Your task
Convert the data below into a two-column CSV with the headers request and answer, one row per request, putting each request's text and its answer in a single quoted field and turning line breaks into spaces. Cover all of the data and leave out the pictures.

** BEGIN Material provided **

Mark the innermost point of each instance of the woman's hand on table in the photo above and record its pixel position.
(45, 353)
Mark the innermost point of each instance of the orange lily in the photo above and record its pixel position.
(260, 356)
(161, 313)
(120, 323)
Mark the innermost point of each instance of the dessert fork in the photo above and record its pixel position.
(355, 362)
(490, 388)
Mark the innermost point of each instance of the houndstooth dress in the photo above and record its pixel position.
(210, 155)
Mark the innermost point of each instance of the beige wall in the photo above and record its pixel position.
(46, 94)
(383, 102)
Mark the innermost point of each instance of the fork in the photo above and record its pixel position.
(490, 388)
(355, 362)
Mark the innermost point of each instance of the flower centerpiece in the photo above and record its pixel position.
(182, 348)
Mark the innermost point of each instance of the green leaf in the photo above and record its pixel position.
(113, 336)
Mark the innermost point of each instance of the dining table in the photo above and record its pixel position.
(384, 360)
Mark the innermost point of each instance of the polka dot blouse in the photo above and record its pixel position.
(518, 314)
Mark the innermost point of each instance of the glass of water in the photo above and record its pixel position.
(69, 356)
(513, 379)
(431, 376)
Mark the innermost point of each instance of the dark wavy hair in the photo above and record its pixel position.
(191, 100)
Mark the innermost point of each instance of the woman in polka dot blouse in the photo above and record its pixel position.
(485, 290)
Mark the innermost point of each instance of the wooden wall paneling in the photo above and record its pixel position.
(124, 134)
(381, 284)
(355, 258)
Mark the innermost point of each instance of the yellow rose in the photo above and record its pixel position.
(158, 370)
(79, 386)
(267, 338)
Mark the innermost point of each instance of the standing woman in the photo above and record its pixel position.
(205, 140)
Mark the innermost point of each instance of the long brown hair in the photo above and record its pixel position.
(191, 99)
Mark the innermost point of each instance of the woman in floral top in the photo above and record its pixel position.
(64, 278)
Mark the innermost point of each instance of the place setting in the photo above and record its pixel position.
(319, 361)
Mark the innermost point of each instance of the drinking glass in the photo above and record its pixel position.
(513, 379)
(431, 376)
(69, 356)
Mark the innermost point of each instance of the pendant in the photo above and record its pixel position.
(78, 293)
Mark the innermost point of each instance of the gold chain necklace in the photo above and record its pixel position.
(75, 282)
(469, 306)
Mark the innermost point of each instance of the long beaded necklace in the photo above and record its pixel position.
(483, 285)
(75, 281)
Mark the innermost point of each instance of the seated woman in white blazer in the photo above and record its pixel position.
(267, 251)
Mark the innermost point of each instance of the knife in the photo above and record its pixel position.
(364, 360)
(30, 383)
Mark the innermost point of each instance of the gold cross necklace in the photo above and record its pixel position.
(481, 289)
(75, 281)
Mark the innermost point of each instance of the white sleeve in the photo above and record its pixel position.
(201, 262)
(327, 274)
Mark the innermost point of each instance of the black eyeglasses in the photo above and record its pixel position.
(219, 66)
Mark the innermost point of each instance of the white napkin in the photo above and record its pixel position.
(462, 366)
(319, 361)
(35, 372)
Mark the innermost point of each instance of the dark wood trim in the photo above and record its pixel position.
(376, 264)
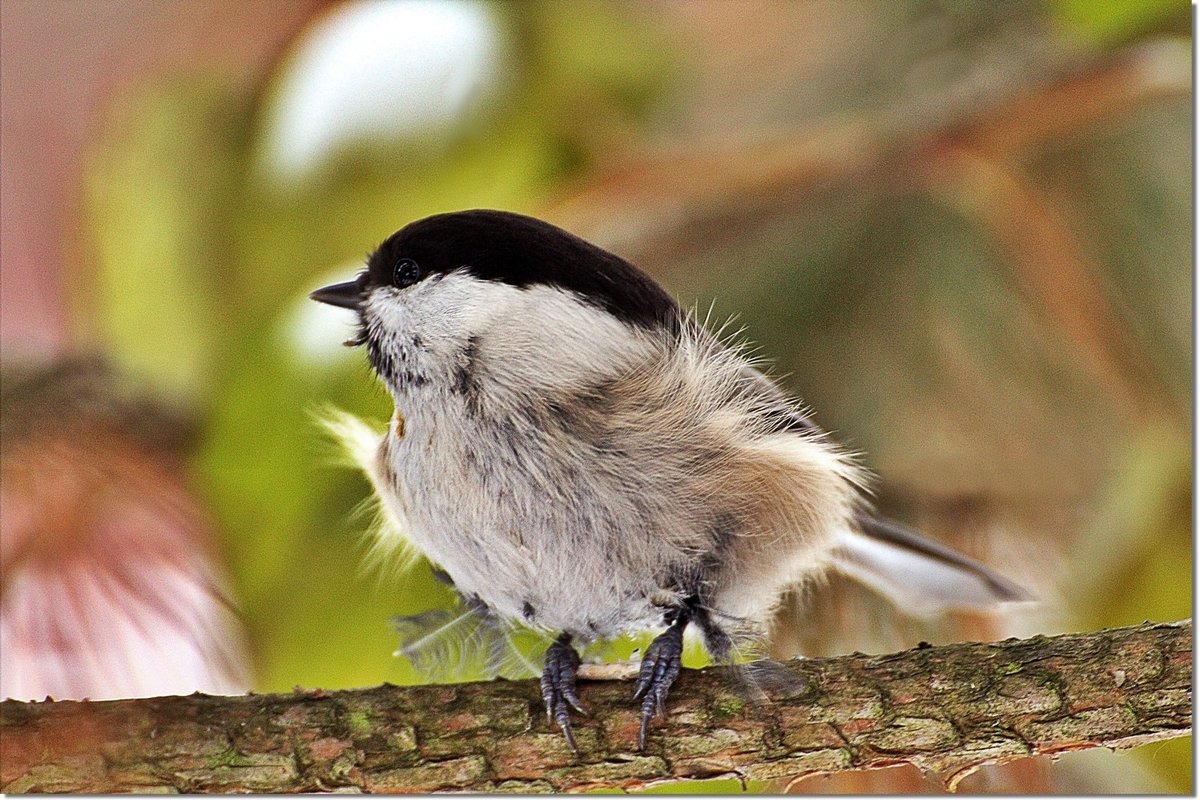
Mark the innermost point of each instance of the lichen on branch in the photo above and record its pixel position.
(947, 709)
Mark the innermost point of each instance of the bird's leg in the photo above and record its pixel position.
(660, 667)
(558, 686)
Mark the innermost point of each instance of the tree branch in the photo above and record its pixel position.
(947, 709)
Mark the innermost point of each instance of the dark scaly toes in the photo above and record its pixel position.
(660, 667)
(558, 686)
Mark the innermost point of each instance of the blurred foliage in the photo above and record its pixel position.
(889, 294)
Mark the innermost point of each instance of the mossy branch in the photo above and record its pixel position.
(948, 709)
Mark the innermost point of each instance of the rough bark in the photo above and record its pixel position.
(948, 709)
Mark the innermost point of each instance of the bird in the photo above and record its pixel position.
(579, 453)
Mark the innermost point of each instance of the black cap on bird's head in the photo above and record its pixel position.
(514, 250)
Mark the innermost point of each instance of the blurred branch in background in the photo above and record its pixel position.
(958, 229)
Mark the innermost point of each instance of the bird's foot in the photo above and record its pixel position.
(558, 686)
(660, 667)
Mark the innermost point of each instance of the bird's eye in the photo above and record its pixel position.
(406, 272)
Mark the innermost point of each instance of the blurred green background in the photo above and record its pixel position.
(960, 230)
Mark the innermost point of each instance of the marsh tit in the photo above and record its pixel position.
(577, 453)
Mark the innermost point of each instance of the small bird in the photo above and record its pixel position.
(580, 455)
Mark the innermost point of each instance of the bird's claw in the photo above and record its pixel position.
(558, 687)
(660, 667)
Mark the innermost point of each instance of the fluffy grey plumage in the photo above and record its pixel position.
(580, 455)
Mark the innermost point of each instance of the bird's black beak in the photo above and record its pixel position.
(346, 295)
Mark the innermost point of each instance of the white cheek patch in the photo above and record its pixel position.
(533, 338)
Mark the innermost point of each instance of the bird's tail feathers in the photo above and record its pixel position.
(923, 578)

** END Material provided **

Exercise result
request,answer
"Mark the innermost point of each instance of the woman's hand on table in the photo above and record its pixel position.","(45, 353)"
"Mark the innermost point of each instance of the orange lily in the photo above and record its pixel position.","(260, 356) (161, 313) (120, 323)"
"Mark the innermost point of each instance of the dessert fork in the photo above and record its pixel position.","(355, 362) (490, 388)"
"Mark the innermost point of each instance of the houndstooth dress in the photo above and record its pixel position.","(210, 155)"
"Mark the innermost point of each instance of the beige wall in the photo above and record its pixel position.","(46, 94) (383, 102)"
"Mark the innermost point of each instance of the fork in the photo above and record its pixel position.","(490, 388) (355, 362)"
"Mark the innermost point of each instance of the flower centerpiece in the photo above and record its pixel position.","(182, 348)"
"Mark the innermost point of each instance of the green leaf in the photo above and record its pixel position.","(113, 336)"
"Mark the innermost point of each instance of the dining table in the photo above and record its pixel position.","(384, 360)"
"Mark the innermost point of each instance of the polka dot blouse in the photo above and record its pixel position.","(518, 314)"
"Mark the innermost point of each instance of the glass of water in the photo above and record its pixel position.","(69, 356) (513, 379) (431, 376)"
"Mark the innermost point of each instance of the dark wavy hair in the photo above and record its pixel position.","(191, 100)"
"Mark the innermost point of each instance of the woman in polka dot blouse in the photo above and record its pixel position.","(485, 290)"
"Mark the innermost point of each instance of the wooden wall paneling in the photo above and record its pixel position.","(124, 134) (381, 284) (355, 258)"
"Mark the innermost point of each instance of the yellow rose in the photo above and record its pixel position.","(158, 370) (79, 386) (267, 338)"
"Mark the innermost point of each instance of the standing woman in the photo above and record its pixel position.","(205, 140)"
"Mark the innermost point of each instance of the long brown hair in the photo above and record its pixel position.","(191, 99)"
"Mark the innermost point of each instance of the woman in floral top in the photo above and record its pixel position.","(64, 278)"
"Mark the innermost point of each instance of the place setting in the photo above and record its pixel position.","(319, 361)"
"Mark the innermost point of each instance of the drinking glass in the photo above and record its pixel position.","(513, 379) (431, 376) (69, 356)"
"Mark the innermost point of each instance of the pendant in the photo above and record its pixel position.","(78, 293)"
"Mark the innermost point of each instance of the gold chain necklace in the photo above and record its pixel position.","(75, 282) (469, 306)"
"Mark the innermost point of each instance of the long beaded necklace in the photo above and record its pixel position.","(483, 285) (75, 281)"
"Mark the innermost point of each instance of the seated woman in white blazer in the photo above and record its pixel position.","(267, 251)"
"Mark the innermost point of each instance of the knife in the photo above and record its pixel position.","(364, 360) (30, 383)"
"Mark the innermost point of each instance of the gold cross necklace in the photo above and record its pixel position.","(481, 289) (75, 281)"
"Mark the innermost point of each instance of the white sleeve in the photo above and record its pixel position.","(201, 262) (327, 274)"
"Mark the innermost point of each instance of the black eyeglasses in the photo above and record its pixel position.","(219, 66)"
"Mark the innermost point of each instance of the white napkin in the photo above and record its pixel position.","(462, 366) (319, 361) (35, 372)"
"Mark the innermost point of each instance of the dark wood trim in the photo above and record its pixel position.","(376, 264)"
"Mark the innermost point of each instance of the lichen on branch in the photo above and record its pixel position.","(947, 709)"
"Mark the innermost point of each instance of the bird's leg in the photo above and record its pixel position.","(660, 667) (558, 686)"
"Mark the innermost point of each instance of the tree branch in the photo above and record its pixel position.","(947, 709)"
"Mark the innermost point of each instance of the dark scaly toes in the photo above and record its pixel position.","(660, 667) (558, 686)"
"Mark the innermost point of each instance of the blurred foliage in the photo above and record its pixel position.","(889, 294)"
"Mark the innermost point of each instance of the mossy branch in the photo above and record its pixel position.","(948, 709)"
"Mark the innermost point of each instance of the rough bark in the photo above and record its pixel position.","(948, 709)"
"Mark the innermost point of each instance of the bird in the photo above and record its pixel position.","(579, 453)"
"Mark the innermost point of each instance of the black cap on bird's head in the photo above and record its pixel position.","(514, 250)"
"Mark the innermost point of each instance of the blurred branch in background in the photo above and record its pixel position.","(958, 229)"
"Mark the innermost point of each instance of the bird's foot in the photo above and record its pixel position.","(558, 686) (660, 667)"
"Mark the innermost point of each instance of the bird's eye in the photo above and record its pixel position.","(406, 272)"
"Mark the innermost point of each instance of the blurred green background in the photo above and record its pixel position.","(960, 230)"
"Mark the innermost point of each instance of the marsh tit in the photo above and record its pixel position.","(577, 453)"
"Mark the innermost point of each instance of the small bird in the photo above and record its pixel position.","(580, 455)"
"Mark the innermost point of each instance of the bird's claw in the photo above and record its pixel position.","(558, 687) (660, 667)"
"Mark the innermost point of each instance of the fluffy grey plumage in the photo above and record its pixel position.","(580, 455)"
"Mark the innermost point of each instance of the bird's black beak in the photo above and record its pixel position.","(346, 295)"
"Mark the innermost point of each instance of the white cheek patch in the photo above and record its pixel position.","(533, 338)"
"Mark the innermost point of each instance of the bird's tail feathers in the photo above and record its pixel position.","(923, 578)"